» Trecho:
..............................
Com José Martins Pinheiro Neto

Da Redação

quinta-feira, 29 de julho de 2004

Atualizado às 10:06

 

Entrevista

 

José Martins Pinheiro Neto, que completa 87 anos em 21 de agosto próximo, construiu o maior escritório de advocacia do país e da América Latina: o Pinheiro Neto Advogados. Sua bem-sucedida trajetória profissional fez com que se tornasse um mito entre os advogados brasileiros.

 

Pinheiro Neto foi o pioneiro na cobrança de honorários por hora de trabalho. Todo o tempo gasto na execução de um serviço para um determinado cliente é anotado na respectiva ficha de controle. Os métodos por ele criados para desenvolver a banca - que sempre tratou como a uma empresa - foram e são seguidos pelos colegas.

 

Pelo Pinheiro Neto Advogados passaram muitos advogados famosos. Uns encontram-se hoje à testa de bancas bem sucedidas.Outros estão lá desde os tempos de estágio. Por isso, o escritório é tido como uma espécie de "navio-escola" da advocacia.

 

Dr. Pinheiro, como é chamado por todos, tem na Inglaterra sua segunda pátria. Em plena Segunda Guerra Mundial, aos 21 anos e já formado em Direito, fugiu dos pais e da namorada e foi para Londres, onde chegou em janeiro de 1940. Lá ficou por 14 meses trabalhando na BBC.
..............................
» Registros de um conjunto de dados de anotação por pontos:

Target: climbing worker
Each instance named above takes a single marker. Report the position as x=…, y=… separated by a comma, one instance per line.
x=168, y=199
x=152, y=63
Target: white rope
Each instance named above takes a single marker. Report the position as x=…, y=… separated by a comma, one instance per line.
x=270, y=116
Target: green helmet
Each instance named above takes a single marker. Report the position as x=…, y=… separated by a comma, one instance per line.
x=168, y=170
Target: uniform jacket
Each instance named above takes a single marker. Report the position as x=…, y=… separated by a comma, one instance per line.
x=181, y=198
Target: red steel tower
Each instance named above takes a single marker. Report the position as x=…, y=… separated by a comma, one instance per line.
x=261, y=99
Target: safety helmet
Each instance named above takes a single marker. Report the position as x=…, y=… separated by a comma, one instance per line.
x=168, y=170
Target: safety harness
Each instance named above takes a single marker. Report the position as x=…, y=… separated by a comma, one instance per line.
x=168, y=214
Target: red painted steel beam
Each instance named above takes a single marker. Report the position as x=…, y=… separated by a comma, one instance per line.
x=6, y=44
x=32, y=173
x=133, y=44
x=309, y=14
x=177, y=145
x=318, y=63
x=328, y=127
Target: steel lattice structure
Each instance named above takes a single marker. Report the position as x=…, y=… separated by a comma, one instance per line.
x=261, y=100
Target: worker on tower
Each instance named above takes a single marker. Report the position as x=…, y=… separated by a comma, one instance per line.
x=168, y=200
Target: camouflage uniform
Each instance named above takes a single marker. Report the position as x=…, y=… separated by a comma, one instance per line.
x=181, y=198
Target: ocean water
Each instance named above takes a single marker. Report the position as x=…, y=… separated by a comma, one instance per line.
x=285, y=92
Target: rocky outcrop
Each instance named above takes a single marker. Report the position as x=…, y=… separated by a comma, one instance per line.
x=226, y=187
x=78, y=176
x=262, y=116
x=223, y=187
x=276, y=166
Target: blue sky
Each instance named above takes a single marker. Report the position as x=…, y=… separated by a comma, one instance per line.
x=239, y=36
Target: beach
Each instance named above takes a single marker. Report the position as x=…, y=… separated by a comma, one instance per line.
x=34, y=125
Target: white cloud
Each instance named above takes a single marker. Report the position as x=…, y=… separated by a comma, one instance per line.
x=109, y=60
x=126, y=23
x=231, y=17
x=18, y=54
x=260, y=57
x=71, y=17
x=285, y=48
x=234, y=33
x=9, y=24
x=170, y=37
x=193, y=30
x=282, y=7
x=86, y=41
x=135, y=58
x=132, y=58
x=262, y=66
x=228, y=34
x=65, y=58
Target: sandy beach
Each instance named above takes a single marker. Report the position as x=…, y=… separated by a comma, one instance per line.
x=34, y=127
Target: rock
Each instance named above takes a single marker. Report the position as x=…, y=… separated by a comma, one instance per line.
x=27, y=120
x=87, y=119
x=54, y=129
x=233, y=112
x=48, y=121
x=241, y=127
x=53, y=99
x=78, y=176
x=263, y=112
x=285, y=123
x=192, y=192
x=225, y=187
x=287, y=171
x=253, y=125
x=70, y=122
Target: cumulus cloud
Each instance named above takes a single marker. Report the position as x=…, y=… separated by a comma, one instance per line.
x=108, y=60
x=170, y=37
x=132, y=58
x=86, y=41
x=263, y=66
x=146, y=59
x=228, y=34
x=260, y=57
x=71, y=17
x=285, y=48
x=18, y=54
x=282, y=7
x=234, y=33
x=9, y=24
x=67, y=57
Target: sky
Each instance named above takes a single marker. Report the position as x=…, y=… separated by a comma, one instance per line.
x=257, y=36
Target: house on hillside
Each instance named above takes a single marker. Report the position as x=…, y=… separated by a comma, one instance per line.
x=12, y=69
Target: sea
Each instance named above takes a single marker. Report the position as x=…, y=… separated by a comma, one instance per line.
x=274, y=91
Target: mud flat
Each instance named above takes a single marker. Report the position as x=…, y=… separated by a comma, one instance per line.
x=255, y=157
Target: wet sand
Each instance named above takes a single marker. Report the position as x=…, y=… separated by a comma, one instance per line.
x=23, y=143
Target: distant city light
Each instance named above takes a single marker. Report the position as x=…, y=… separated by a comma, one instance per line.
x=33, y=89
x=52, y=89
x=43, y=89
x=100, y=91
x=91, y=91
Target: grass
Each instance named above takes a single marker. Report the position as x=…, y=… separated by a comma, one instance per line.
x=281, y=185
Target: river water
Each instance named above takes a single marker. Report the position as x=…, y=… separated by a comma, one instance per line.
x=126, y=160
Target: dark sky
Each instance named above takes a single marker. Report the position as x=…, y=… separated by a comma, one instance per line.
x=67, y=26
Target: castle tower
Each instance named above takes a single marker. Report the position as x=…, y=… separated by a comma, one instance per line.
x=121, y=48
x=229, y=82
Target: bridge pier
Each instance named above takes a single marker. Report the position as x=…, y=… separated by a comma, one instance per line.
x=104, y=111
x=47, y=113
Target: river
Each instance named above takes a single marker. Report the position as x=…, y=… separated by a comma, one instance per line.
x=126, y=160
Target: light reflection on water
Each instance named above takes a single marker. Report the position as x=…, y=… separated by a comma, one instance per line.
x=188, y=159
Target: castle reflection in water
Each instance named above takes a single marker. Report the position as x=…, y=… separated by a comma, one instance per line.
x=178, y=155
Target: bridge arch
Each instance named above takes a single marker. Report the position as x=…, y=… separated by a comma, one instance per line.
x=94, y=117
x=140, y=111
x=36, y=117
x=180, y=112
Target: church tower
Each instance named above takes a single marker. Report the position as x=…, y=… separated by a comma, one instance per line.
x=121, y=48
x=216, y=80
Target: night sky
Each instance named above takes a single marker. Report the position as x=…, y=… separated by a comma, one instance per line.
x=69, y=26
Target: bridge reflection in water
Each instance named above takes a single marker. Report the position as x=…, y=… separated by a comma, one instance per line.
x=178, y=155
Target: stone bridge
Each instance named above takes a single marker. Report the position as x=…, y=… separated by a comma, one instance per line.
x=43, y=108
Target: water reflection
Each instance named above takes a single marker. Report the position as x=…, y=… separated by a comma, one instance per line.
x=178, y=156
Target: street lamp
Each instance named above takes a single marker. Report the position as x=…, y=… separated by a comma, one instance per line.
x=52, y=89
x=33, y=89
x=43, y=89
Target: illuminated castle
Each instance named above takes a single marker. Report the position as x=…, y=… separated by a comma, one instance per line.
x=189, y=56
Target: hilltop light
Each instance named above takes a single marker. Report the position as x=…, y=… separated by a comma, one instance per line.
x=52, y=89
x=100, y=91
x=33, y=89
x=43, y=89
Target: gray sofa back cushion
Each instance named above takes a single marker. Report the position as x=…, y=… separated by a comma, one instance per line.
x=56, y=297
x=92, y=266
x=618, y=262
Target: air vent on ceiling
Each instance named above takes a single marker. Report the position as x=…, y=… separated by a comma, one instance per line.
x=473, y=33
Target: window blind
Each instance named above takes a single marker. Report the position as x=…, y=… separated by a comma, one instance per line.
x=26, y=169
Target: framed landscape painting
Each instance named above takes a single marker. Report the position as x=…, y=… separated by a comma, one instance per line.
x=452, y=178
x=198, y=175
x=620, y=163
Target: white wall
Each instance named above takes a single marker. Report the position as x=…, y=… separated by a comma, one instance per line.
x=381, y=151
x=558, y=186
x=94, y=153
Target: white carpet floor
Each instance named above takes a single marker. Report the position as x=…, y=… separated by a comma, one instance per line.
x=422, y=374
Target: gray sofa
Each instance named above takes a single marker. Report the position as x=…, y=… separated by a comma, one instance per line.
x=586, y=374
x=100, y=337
..............................
» Tarefas e exercícios:
[1] Liste todas as datas de calendário que aparecem no texto sobre Pinheiro Neto.
[2] Dê continuidade ao texto sobre Pinheiro Neto a partir da última frase.
Os registros foram tirados de outra fonte.

» Respostas escritas:
[1]
- 29 de julho de 2004
- 21 de agosto
- janeiro de 1940

[2]
Os primeiros seis meses transcorreram sem problemas, mas depois a guerra intensificou-se e o perigo era uma constante. "Estava lá quando houve o black out, a invasão dos Países Baixos e da França, a retirada de Dunquerque, os primeiros ataques aéreos, a batalha de Londres em setembro, o incêndio da cidade no fim do ano", relata.

 

A ligação com a Inglaterra prosseguiu por aqui, onde durante 25 anos dirigiu a Sociedade Brasileira de Cultura Inglesa, da qual seu pai foi um dos fundadores. Tanta dedicação foi reconhecida pela rainha Elizabeth II, que, em 1987, o sagrou Cavaleiro do Império Britânico (Knight of de British Empire). Sir Pinheiro Neto é também Cavaleiro da Ordem de Orange e Nassau, do reino da Holanda.

 

Em 1941, voltou ao Brasil e foi trabalhar no escritório do pai no Largo da Misericórdia, onde acaba a rua Direita. Em 1942, seu pai aposentou-se e foi morar no Rio de Janeiro. Sozinho, Pinheiro Neto começou a desenvolver sua carreira. As relações que estabelecera em Londres e a fluência no inglês renderam-lhe os primeiros clientes estrangeiros. O escritório começou a crescer e precisava de instalações maiores. Foi mudando de endereço, sempre no centro da cidade, até que, em 1964, estabeleceu-se no atual endereço, na rua Boa Vista.

 

Hoje, o escritório conta com 650 profissionais, dos quais 60 sócios, 280 associados, 160 estagiários e 150 paralegais, sem falar no staff administrativo e de outras áreas complementares. Em março de 2004, Pinheiro Neto Advogados foi eleito o melhor escritório brasileiro na área de direito bancário em pesquisa realizada pela Revista Latin Finance. E na classificação da Thomson Financial, instituição que prepara rankings de escritórios de advocacia e bancos de investimentos com maior atuação em operações de fusão e aquisição na América Latina, Pinheiro Neto Advogados obteve a melhor colocação: em relação ao volume de dinheiro global envolvido nas transações em que atuou durante o ano, o escritório foi o primeiro colocado em termos de operações completadas.

 

Para a edição comemorativa dos 30 anos do Jornal do Advogado, Pinheiro Neto concedeu esta entrevista especial, onde fala, com seu estilo direto, sobre sua história pessoal e profissional.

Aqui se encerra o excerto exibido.